■ Stated task
Restate the full listing word for word and leave the pictures out.

■ Extracted records
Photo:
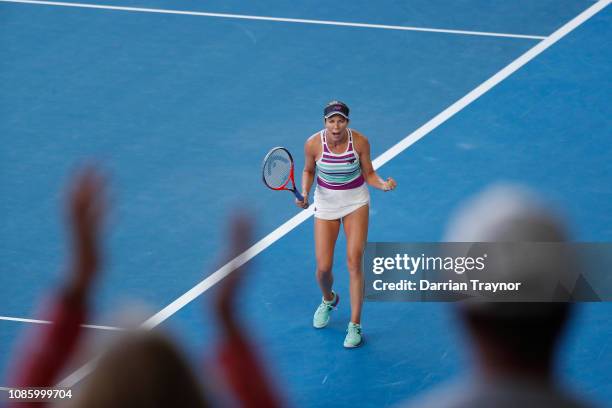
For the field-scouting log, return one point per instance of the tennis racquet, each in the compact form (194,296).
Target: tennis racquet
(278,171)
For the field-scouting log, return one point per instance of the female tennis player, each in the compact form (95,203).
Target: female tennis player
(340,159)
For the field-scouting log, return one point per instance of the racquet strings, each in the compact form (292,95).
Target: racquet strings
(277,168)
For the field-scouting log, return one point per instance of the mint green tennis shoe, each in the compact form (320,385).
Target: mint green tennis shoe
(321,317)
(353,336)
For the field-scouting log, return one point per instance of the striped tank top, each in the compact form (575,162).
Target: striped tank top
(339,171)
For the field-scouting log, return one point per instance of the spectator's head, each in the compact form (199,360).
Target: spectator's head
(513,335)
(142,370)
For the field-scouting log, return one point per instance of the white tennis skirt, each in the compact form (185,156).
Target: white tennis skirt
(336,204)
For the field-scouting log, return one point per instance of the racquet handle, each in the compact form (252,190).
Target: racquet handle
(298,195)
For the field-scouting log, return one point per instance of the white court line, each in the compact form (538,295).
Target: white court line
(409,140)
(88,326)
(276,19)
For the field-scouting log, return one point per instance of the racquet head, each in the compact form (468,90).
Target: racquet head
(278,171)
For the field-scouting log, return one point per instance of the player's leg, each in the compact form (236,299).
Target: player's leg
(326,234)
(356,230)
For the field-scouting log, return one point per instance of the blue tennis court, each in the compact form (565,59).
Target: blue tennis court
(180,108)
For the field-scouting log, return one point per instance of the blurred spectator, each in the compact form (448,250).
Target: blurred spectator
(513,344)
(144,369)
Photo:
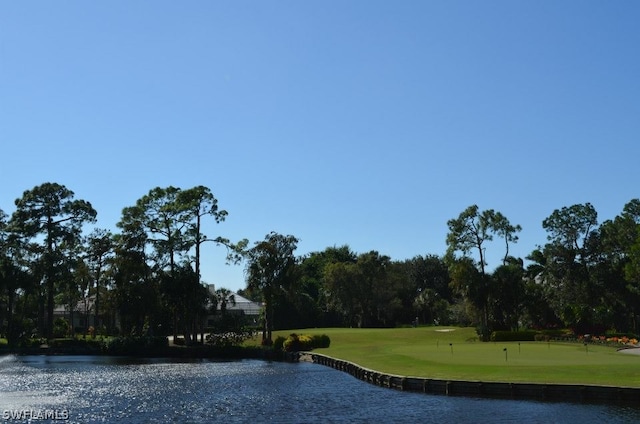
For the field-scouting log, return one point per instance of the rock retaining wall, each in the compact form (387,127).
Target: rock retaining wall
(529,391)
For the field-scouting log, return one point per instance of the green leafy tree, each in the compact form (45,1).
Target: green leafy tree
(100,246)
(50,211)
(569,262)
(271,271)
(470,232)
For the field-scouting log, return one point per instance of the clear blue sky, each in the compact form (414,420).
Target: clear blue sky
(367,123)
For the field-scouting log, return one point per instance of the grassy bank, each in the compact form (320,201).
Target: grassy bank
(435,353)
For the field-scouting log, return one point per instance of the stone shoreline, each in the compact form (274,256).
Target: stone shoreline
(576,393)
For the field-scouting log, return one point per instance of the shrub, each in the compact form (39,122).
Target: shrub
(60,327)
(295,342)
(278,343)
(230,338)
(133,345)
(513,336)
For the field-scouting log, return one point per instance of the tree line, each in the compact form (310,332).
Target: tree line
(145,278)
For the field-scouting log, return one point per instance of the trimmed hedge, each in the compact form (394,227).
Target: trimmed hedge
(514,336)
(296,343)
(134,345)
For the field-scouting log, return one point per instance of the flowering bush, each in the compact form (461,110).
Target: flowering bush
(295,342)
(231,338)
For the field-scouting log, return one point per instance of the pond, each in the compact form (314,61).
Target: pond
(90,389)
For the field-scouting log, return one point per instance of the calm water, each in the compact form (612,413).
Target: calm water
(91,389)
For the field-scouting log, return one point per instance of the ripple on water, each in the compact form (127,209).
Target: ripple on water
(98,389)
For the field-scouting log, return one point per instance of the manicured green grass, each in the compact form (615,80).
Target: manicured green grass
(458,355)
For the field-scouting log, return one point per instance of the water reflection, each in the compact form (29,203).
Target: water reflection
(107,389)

■ Result for this task
Photo:
For the field-scouting log, return one point per instance of the tennis racquet, each in the compact form (194,296).
Target: tennis racquet
(278,171)
For the field-scouting log, return one point per instance of the female tennis player, each in the compact form (95,203).
Target: female tennis player
(340,159)
For the field-scouting log, return one point per instance of the racquet strings, each in the compact form (292,95).
Target: racquet strings
(277,168)
For the field-scouting log, return one point per instance of the mint green tennis shoe, each in the compact form (320,385).
Target: mint green tennis shoe
(321,317)
(353,336)
For the field-scouting log, return one point per instance of the striped tank top, each in the compact form (575,162).
Target: striped tank top
(339,171)
For the field-scouting log, return one point per instance of the spectator's head, each in the compact form (199,360).
Target: spectator's head
(513,335)
(142,370)
For the field-scouting log, return one point per instance of the white tennis skirt, each in the compact form (185,156).
Target: white tennis skirt
(336,204)
For the field-scouting log, return one point per instance of the racquet handle, each in the compact form (252,190).
Target: racquet handle
(298,195)
For the field-scouting log, return one point per instance of the white court line, each in the compact form (538,295).
Target: white court line
(409,140)
(88,326)
(276,19)
For the field-scouting log, return one point per instance of the racquet head, each in the compact form (468,90).
Target: racquet head
(278,171)
For the field-scouting log, return one point per instance of the player's leg, each in the compact form (236,299).
Target: player's leg
(326,234)
(356,230)
For the field-scouting log, return one point per instance of the blue tennis court, each in the compact form (565,59).
Target: blue tennis court
(180,108)
For the field-scouting log, return one point per instance of the blurred spectator, each in the compact form (448,250).
Target: blurred spectator
(513,344)
(144,369)
Photo:
For the field-scouting log, return one point per instance of the rock retaining wall, each in the compact form (387,127).
Target: rock retaining wall
(529,391)
For the field-scouting log, return one point per instance of the green leafy tree, each in the compact form (45,1).
Target: green leafy tree
(100,246)
(50,211)
(569,262)
(271,271)
(470,232)
For the field-scouting log, return one point per instance of the clear blue sky, each in the compact form (414,420).
Target: clear blue sky
(367,123)
For the field-scouting log, return one point per instance of the grassy bank, each in the compact form (320,201).
Target: grassy bank
(435,353)
For the field-scouting log, return one point per instance of the stone shoreline, each in the compact form (274,256).
Target: stone shoreline
(576,393)
For the field-scouting log, return one point per instance of the shrub, each in the compact form (39,122).
Target: shrub
(60,327)
(295,342)
(278,343)
(230,338)
(133,345)
(513,336)
For the field-scouting log, return one point per instance of the tree line, each in the compact form (310,332).
Target: tree line
(145,278)
For the field-scouting log, return one point per instance of the trimmed hedge, each in the compact form (394,227).
Target: trimmed hedge
(514,336)
(296,343)
(134,345)
For the field-scouting log, return one point per instance of the flowering bush, each in the compact form (461,110).
Target: flowering bush
(295,342)
(231,338)
For the field-scouting log, return one point per instance of the pond, each in the compact form (314,61).
Target: pond
(90,389)
For the field-scouting log, return one point per instance of the calm water, each in the compact form (612,413).
Target: calm water
(91,389)
For the field-scouting log, return one point per instance of the ripple on water, each in the compact form (127,209).
Target: ripple on water
(98,389)
For the field-scouting log, return one point per instance of the manicured green grass, each in the compact form (615,80).
Target: manicured green grass
(458,355)
For the field-scouting log, return one point per instance of the water reflection, each in the compact form (29,203).
Target: water reflection
(107,389)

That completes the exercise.